→ Exercise objective
Please transcribe the listing below in full, exactly as written, leaving out its pictures.

━━━━━━━━

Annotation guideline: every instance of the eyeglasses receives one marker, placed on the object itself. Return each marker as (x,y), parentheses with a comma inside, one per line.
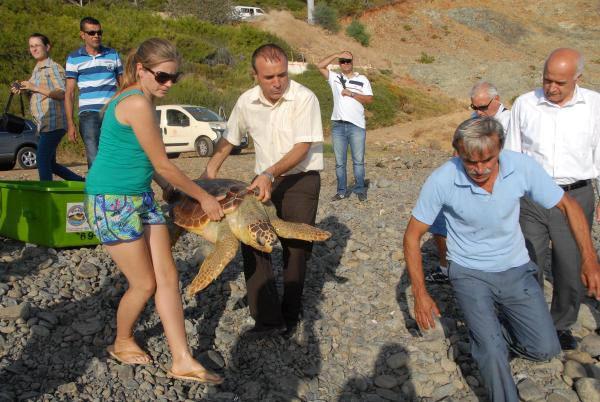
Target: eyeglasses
(94,33)
(482,108)
(162,78)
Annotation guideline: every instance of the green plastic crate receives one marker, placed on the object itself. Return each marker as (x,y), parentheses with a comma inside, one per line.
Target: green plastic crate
(48,213)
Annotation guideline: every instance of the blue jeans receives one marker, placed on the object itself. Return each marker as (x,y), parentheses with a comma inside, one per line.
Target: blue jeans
(89,128)
(525,325)
(46,157)
(343,134)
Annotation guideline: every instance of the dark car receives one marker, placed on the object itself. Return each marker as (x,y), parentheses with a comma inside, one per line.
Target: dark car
(19,147)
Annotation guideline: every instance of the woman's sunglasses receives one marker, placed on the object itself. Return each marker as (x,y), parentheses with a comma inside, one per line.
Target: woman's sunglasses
(94,33)
(162,78)
(482,108)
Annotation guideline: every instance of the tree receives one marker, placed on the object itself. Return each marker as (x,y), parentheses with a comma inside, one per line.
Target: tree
(215,11)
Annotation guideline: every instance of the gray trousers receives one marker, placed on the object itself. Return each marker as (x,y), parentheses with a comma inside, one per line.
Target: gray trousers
(540,226)
(504,310)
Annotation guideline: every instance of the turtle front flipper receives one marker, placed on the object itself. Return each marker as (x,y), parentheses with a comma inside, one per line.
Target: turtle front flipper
(225,248)
(175,232)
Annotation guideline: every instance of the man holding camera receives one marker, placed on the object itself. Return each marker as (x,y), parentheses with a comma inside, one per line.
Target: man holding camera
(351,91)
(97,71)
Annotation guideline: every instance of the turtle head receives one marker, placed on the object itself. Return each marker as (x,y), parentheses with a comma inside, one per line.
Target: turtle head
(263,235)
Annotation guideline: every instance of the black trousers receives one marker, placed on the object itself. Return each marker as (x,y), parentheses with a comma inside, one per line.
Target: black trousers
(540,227)
(296,199)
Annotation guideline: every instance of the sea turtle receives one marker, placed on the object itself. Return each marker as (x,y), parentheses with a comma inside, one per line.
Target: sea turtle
(246,219)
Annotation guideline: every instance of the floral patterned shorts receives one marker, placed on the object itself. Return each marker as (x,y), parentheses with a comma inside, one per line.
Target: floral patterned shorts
(115,218)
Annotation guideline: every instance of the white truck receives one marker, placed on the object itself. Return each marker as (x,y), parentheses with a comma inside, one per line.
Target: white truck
(188,128)
(244,13)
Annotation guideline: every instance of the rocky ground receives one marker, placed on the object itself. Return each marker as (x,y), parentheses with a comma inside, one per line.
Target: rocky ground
(357,341)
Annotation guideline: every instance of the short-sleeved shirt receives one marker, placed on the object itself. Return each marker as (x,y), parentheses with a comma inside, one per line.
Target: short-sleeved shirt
(483,228)
(347,108)
(275,128)
(96,76)
(121,167)
(565,140)
(48,113)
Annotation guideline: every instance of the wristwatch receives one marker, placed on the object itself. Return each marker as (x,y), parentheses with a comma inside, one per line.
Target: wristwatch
(269,175)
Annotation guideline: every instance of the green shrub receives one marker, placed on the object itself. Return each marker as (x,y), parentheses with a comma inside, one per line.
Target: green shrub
(357,31)
(326,17)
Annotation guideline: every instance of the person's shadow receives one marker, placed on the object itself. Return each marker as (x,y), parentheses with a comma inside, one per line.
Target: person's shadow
(68,339)
(390,379)
(279,369)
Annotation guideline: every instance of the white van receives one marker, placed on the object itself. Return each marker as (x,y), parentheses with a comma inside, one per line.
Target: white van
(247,13)
(188,128)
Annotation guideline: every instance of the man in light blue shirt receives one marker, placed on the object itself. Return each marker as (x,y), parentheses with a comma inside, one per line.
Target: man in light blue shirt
(491,273)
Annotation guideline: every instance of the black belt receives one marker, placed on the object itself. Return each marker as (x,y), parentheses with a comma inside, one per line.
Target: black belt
(577,184)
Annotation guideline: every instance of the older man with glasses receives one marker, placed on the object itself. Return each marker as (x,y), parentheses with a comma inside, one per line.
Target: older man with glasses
(97,71)
(351,91)
(485,101)
(503,306)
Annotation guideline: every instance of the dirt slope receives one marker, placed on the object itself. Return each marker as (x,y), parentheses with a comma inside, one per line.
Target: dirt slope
(504,42)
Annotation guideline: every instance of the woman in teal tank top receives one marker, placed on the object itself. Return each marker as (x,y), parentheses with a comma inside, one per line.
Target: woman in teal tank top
(121,208)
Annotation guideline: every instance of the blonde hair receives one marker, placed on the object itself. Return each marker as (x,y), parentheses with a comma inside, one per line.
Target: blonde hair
(150,53)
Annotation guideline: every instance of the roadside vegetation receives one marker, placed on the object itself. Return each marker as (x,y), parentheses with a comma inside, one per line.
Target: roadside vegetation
(216,56)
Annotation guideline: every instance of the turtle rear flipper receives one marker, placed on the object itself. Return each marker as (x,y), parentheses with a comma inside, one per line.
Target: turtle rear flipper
(225,249)
(300,231)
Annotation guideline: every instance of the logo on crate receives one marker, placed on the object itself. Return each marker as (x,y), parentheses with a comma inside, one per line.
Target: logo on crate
(76,221)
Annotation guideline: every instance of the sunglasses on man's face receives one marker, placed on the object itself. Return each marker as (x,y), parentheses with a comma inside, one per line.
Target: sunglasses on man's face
(94,33)
(482,108)
(162,78)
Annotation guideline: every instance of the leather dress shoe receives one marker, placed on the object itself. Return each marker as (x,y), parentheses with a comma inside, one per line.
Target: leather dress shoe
(261,331)
(566,339)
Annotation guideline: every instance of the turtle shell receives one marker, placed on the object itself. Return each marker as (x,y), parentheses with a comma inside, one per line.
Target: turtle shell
(188,213)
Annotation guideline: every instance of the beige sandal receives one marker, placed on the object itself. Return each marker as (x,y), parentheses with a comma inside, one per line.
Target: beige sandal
(126,356)
(201,376)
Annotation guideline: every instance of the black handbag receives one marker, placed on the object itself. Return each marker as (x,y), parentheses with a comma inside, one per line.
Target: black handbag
(11,122)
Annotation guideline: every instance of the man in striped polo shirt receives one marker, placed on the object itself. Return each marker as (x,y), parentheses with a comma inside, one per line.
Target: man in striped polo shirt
(97,71)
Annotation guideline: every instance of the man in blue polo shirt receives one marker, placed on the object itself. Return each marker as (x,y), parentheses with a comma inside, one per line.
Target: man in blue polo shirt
(491,273)
(97,71)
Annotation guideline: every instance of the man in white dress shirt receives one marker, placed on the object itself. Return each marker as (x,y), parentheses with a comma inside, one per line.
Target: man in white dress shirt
(559,126)
(284,120)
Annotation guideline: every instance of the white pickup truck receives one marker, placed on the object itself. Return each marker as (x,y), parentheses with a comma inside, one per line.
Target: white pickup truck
(188,128)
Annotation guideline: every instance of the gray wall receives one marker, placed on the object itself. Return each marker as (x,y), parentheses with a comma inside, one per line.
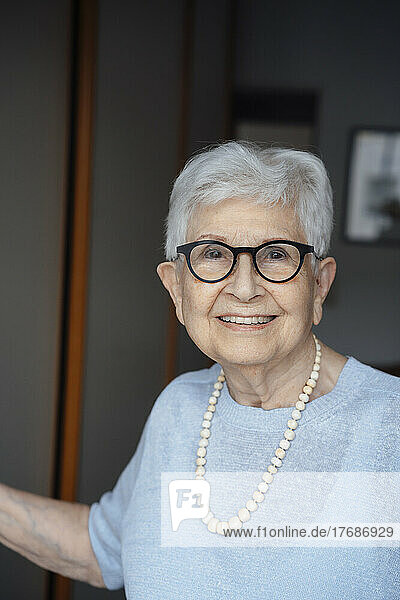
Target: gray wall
(135,160)
(33,114)
(349,53)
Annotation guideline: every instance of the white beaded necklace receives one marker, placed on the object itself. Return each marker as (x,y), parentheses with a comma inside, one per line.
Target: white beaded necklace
(215,525)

━━━━━━━━

→ Exercise response
Annotation guideline: every instance of the eyeglasses receives one marker, placed on the object itself. Return each marker as (x,y), parentheses with a comma inside, one per line.
Target: eyeglasses
(94,33)
(482,108)
(162,78)
Annotation guideline: every instance of the green plastic crate receives one marker, placed on the object itself. Return each marker as (x,y), parentheses with a comma inside, one per line.
Target: green plastic crate
(48,213)
Annotation guideline: every instance of the blue jeans receives one marker, placed on the object itself. Return each marker as (x,y), parentheses with a comma inside, one per line.
Target: blue jeans
(89,128)
(525,325)
(46,157)
(343,134)
Annotation guideline: every instance of the dark car receives one marker, placed on the object itself. Return each marker as (x,y), parentheses with a comma inside, one per line.
Target: dark car
(19,147)
Annotation guideline: every instance of the woman's sunglasses receives one marker, placed on the object itself. Return each marker as (x,y), parentheses with a comma inside, one per line.
Target: woman's sunglasses
(94,33)
(162,78)
(482,108)
Annotation guideline: every instance of the tree receives one marker, placed on the object itself. Return each marker as (x,y), parentheses with a comma inside, one per line.
Target: tree
(215,11)
Annotation guideline: every instance of the gray trousers receives one marker, placed on the object itself. Return each marker as (x,y), parentheses with a comma inside, one per line.
Target: gray trousers
(540,226)
(504,310)
Annotation guideline: every instance of the turtle front flipper receives one marker, placed on the object itself. Return each marker as (x,y), parentheses with a comma inside, one per line.
Target: turtle front flipper
(225,248)
(175,232)
Annotation guideline: every instance of the man holding camera receives one marker, placed on the object itself. Return each marker as (x,y), parentheses with a comma inside, one per line.
Target: man holding camera
(351,91)
(97,71)
Annotation guideline: every instance of the turtle head receives one marker, placed on the object itself. Return each marker as (x,y), parentheses with a comma inside, one per line.
Target: turtle head
(263,235)
Annotation guideline: every instance of the black trousers receives one marker, placed on the object itself. Return each marker as (x,y), parentheses with a comma inside, one per line.
Target: black trousers
(540,227)
(296,199)
Annotation guideline: every instance of the sea turtle receives one marker, placed on the object itself. Return each marker as (x,y), parentheses with a comma inside, one per line.
Target: sea turtle
(246,219)
Annotation guideline: every instance of the floral patterned shorts receives one marker, placed on the object itself. Return each marker as (x,y), parentheses with a comma inside, one per line.
Target: floral patterned shorts
(115,218)
Annotation guideline: every instance of the white truck receives one marker, placed on the object itself. Return each marker as (x,y), parentheses with a comma inside, one per line.
Target: white truck
(188,128)
(244,13)
Annotation guideline: every instance of the rocky ground receives one marker, placed on the object itself. Return each marker as (x,y), parentheses with a comma inside, one per line.
Target: rocky ground
(357,341)
Annotation guideline: every instance of the short-sleeved shirt receives one marker, placed on the object itself. Return each marker as (x,y), parentheses with a comma inside, one per line.
Target: short-sleeved shirt
(483,228)
(347,108)
(275,128)
(96,76)
(121,167)
(565,140)
(48,113)
Annotation guideline: every instance of the wristwatch receives one marker, placed on the object itself. Return each marker as (x,y), parentheses with a comma inside, one per line.
Target: wristwatch
(269,175)
Annotation guideline: every instance of the green shrub receives one marker, placed on the object itself. Return each marker as (x,y), parentheses with a comma inside, one per line.
Target: green shrub
(357,31)
(326,17)
Annotation guideline: every instance of the person's shadow receives one marker, placed on the object itself. Return each marker as (x,y), parentheses with a comma inside, one per line.
Target: person's shadow
(68,339)
(390,379)
(279,369)
Annotation guideline: every instance of the white van receives one marker, placed on the object itself. Return each marker as (x,y), parentheses with a comma inside, one per line.
Target: white van
(247,13)
(188,128)
Annotation guideline: every instance of the man in light blue shirt receives one marker, placed on the object itself. Return each marker as (x,y), parentheses with a comma inside, one per line.
Target: man in light blue shirt
(491,273)
Annotation guideline: every instance of the black belt receives one marker, placed on the object itself. Return each marker as (x,y), parentheses with a comma inside, one per line.
Target: black belt
(577,184)
Annotation guideline: every instance of the older man with glasses receives one marker, placed on the object itself. Return each marker as (x,y), parentheses with a comma inside, one per line.
Target: older man with glasses
(97,71)
(351,91)
(485,101)
(503,306)
Annotation guideline: every instance of the dirt slope receives one marker, placed on the object itself. Return each marker as (x,y), parentheses with a comma inside, one per line.
Target: dirt slope
(504,42)
Annotation guideline: every instance of the woman in teal tank top receives one marker, placed on the object itself. Return each marker as (x,y), parentheses with a comma inside, one per line.
Target: woman in teal tank top
(121,208)
Annotation guideline: every instance of the blonde hair receives one marker, placed on the object itself. Return each marker as (x,y), parentheses with a comma inside, one per line.
Target: blonde hair
(150,53)
Annotation guideline: every instance of the roadside vegetation receives one marker, placed on the object itself. Return each marker as (x,y), parentheses with a comma inside, one per line.
Target: roadside vegetation
(216,56)
Annotation guideline: every instance of the turtle rear flipper receives one marker, placed on the object itself. Return each marker as (x,y), parentheses with a comma inside, one per line.
Target: turtle rear flipper
(225,249)
(300,231)
Annotation guideline: every instance of the logo on crate receives one marker, placed on the object itself. Return each marker as (x,y), parentheses with a comma inside, one per line.
Target: logo on crate
(76,221)
Annotation guideline: every instance of the sunglasses on man's face receives one marker, placed on the object itself. Return each marker as (x,y), parentheses with a comma inside, one per line.
Target: sunglasses on man's face
(94,33)
(482,108)
(162,78)
Annotation guideline: every instance of the leather dress shoe receives one marker, placed on the object itself. Return each marker as (x,y), parentheses with a comma inside, one per line.
Target: leather dress shoe
(261,331)
(566,339)
Annotation guideline: every instance of the turtle shell receives one marker, placed on the object itself. Return each marker as (x,y), parentheses with a comma inside, one per line.
Target: turtle shell
(188,213)
Annotation guideline: every instance of the beige sandal receives one marker, placed on the object itself. Return each marker as (x,y), parentheses with a comma inside, one per line.
Target: beige sandal
(126,356)
(201,376)
Annotation guideline: every instance of the black handbag receives one marker, placed on the object itself. Return each marker as (x,y), parentheses with a comma inside, one per line.
Target: black handbag
(11,122)
Annotation guideline: every instance of the man in striped polo shirt receives one marker, placed on the object itself. Return each marker as (x,y), parentheses with a comma inside, one per line.
Target: man in striped polo shirt
(97,71)
Annotation guideline: every instance of the man in blue polo shirt receives one marker, placed on the object itself. Return each marker as (x,y), parentheses with a comma inside, one per line.
Target: man in blue polo shirt
(491,273)
(97,71)
Annotation guideline: every instance of the man in white dress shirt receives one marker, placed on the object itself. Return each marker as (x,y), parentheses with a comma inside, one per line.
Target: man in white dress shirt
(559,126)
(284,120)
Annotation guideline: every instance of the white pickup truck receives one marker, placed on the object itself. Return each marker as (x,y), parentheses with a comma inside, one per line.
Target: white pickup truck
(188,128)
Annotation guideline: every instance of the gray wall receives one marker, placed on the object itself. Return each marker as (x,y), parentheses with a comma inside, one per line.
Target: gray wall
(135,160)
(33,114)
(349,53)
Annotation guideline: every instance of the white beaded necklace receives one marker, placed on the object itself. Return each marker as (x,y), parentheses with a comma inside, one per line.
Target: white beaded necklace
(215,525)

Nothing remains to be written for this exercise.